Can you write out each line of the data below with no changes at all?

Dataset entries
:::::
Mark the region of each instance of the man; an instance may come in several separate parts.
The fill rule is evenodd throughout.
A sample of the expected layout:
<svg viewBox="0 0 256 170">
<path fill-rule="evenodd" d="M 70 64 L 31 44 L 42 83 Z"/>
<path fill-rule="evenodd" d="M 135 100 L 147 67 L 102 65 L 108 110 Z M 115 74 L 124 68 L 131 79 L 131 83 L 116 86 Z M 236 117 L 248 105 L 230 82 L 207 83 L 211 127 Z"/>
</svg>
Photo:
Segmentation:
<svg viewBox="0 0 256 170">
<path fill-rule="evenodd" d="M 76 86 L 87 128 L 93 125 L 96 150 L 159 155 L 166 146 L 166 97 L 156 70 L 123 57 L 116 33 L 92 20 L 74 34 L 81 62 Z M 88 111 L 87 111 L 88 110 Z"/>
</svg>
:::::
**Output**
Mark the region of each instance of the man; an instance may come in several separate parts.
The fill rule is evenodd throughout.
A sample of the expected layout:
<svg viewBox="0 0 256 170">
<path fill-rule="evenodd" d="M 70 64 L 31 44 L 42 83 Z"/>
<path fill-rule="evenodd" d="M 135 100 L 147 67 L 102 65 L 108 110 Z M 115 74 L 124 68 L 131 79 L 131 83 L 116 86 Z M 236 117 L 248 105 L 230 82 L 207 83 L 211 127 Z"/>
</svg>
Photo:
Segmentation:
<svg viewBox="0 0 256 170">
<path fill-rule="evenodd" d="M 76 86 L 87 128 L 93 125 L 96 150 L 159 155 L 166 146 L 166 97 L 156 70 L 123 57 L 116 33 L 92 20 L 74 34 L 81 62 Z M 88 111 L 87 111 L 88 110 Z"/>
</svg>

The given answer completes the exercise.